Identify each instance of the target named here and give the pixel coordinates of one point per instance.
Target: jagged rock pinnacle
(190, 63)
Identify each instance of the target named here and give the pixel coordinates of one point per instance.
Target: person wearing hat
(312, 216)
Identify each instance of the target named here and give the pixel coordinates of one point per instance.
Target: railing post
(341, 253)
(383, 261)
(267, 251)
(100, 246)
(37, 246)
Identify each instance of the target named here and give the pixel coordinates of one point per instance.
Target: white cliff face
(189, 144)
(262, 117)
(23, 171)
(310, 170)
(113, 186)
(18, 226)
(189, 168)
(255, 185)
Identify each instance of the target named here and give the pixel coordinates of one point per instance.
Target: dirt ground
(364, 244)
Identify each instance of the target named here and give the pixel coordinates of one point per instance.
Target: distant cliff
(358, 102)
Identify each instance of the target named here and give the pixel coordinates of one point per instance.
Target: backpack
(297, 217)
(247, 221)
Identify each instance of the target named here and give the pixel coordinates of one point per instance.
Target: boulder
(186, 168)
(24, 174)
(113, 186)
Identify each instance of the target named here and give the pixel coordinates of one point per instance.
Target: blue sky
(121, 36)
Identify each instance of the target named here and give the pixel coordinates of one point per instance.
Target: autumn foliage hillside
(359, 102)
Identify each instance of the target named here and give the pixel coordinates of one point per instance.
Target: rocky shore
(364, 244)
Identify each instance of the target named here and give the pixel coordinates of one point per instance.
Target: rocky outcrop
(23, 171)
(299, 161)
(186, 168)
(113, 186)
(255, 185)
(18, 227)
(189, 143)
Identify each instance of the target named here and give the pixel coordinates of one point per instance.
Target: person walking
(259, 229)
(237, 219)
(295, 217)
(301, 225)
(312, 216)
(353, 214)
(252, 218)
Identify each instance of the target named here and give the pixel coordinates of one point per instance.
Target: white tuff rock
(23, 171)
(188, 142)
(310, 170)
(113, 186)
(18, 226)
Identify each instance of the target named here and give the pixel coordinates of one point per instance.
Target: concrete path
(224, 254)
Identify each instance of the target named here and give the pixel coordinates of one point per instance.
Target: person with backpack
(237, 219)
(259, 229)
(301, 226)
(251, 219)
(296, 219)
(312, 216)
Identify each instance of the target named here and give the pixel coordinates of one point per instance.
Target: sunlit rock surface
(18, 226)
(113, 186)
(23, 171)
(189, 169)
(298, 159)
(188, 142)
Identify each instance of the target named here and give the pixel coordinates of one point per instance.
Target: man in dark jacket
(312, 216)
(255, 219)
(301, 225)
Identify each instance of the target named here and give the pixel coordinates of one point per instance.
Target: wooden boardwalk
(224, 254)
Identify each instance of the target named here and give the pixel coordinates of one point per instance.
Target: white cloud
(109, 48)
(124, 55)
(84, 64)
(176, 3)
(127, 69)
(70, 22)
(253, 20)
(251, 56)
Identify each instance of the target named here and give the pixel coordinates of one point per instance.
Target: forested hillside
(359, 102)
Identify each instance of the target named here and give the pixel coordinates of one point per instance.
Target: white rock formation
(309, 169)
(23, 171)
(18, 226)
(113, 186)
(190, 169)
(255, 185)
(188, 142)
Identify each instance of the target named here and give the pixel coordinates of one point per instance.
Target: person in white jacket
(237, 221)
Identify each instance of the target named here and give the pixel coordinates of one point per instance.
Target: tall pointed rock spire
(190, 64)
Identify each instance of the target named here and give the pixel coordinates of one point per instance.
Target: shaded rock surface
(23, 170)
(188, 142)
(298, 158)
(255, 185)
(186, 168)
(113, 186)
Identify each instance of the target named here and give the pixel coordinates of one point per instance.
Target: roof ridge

WHAT YOU SHOULD DO:
Copy the data above in full, character for character.

PROBLEM SOLUTION:
Identify each instance of the target named here and give the pixel coordinates of one point per instance.
Target: jagged rock pinnacle
(190, 63)
Identify each instance of the target named here and give the pixel coordinates of one point per instance.
Target: person wearing hat
(312, 216)
Identify each instance of the target named here and give the pixel coordinates of one point per instance.
Target: railing post
(341, 253)
(383, 261)
(267, 251)
(100, 246)
(37, 246)
Identify each instance of the target named here and give the pixel coordinates of one point per instance.
Target: white cliff face
(189, 144)
(262, 117)
(23, 171)
(310, 170)
(113, 186)
(18, 226)
(189, 168)
(255, 185)
Identify each instance of the target named here and give the pixel coordinates of one point per instance.
Target: dirt ground
(364, 244)
Identify each instance of the target named here and give the pixel coordinates of one point per instance.
Target: distant cliff
(358, 102)
Identify each instance of the target named here and give the pixel coordinates of one point per instance.
Target: backpack
(297, 217)
(247, 221)
Identify each instance of the target named here and give the pixel coordinates of one point per instance.
Target: boulder
(186, 168)
(24, 174)
(113, 186)
Identify each instance of the target named here and give the pixel coordinates of one point per instance.
Target: blue sky
(121, 36)
Identify each instance of the target named here and give the pixel coordinates of one point per instance.
Target: autumn foliage hillside
(359, 102)
Identify each instance of the target named here and give the pixel coordinates of one point per instance.
Target: rocky shore
(364, 244)
Identify each instance of the target named here and give the pixel coordinates of one point per instance.
Target: rocky outcrop
(23, 171)
(299, 161)
(186, 168)
(113, 186)
(255, 185)
(18, 227)
(189, 143)
Identify each instance of the target named here and give the pixel coordinates of one point per instance.
Target: person walking
(259, 229)
(237, 219)
(295, 217)
(301, 225)
(312, 216)
(353, 214)
(252, 218)
Identify each instance of the target named here and give the pixel coordinates of one point per instance.
Target: white tuff rock
(23, 171)
(188, 142)
(310, 170)
(113, 186)
(18, 226)
Identify each instance of the target named here and give the pixel coordinates of one point per instance.
Target: concrete path
(224, 254)
Identify each instance of the target named here and give the pixel coordinates of one point per instance.
Target: person with backpack
(237, 219)
(259, 229)
(301, 226)
(251, 219)
(296, 219)
(312, 216)
Identify each instance of the target named here and give the pixel coordinates of one point per instance.
Target: sunlit rock surface
(18, 226)
(113, 186)
(23, 171)
(189, 169)
(298, 159)
(188, 142)
Identify each instance of the target named here and give the pixel coordinates of one point per instance.
Target: man in dark jacket
(312, 216)
(255, 219)
(301, 225)
Identify each instance of the target named here and give the pixel coordinates of one point per instance.
Target: wooden boardwalk
(224, 254)
Identify each instance of the target named here and give the pixel coordinates of one point per instance.
Target: white cloud
(109, 48)
(124, 55)
(84, 64)
(176, 3)
(127, 69)
(70, 22)
(253, 20)
(251, 56)
Identify each instance of the target named here and give the pixel coordinates of one point per instance.
Target: forested hillside
(359, 102)
Identify each instance of the target named here and give the pixel coordinates of one point per instance.
Target: white rock formation
(309, 169)
(23, 171)
(18, 226)
(113, 186)
(190, 169)
(255, 185)
(188, 142)
Identify each instance of the target named here and give the pixel coordinates of one point per instance.
Target: person in white jacket
(237, 221)
Identify each instance of the target named here and give the pixel coordinates of one point per instance.
Target: tall pointed rock spire
(190, 64)
Identify each instance of the target named here and give the pixel coordinates of one point per instance.
Target: shaded rock surface
(23, 170)
(188, 142)
(298, 158)
(255, 185)
(186, 168)
(113, 186)
Identify each instance of the target named here and give the pixel coordinates of one point per instance.
Target: roof ridge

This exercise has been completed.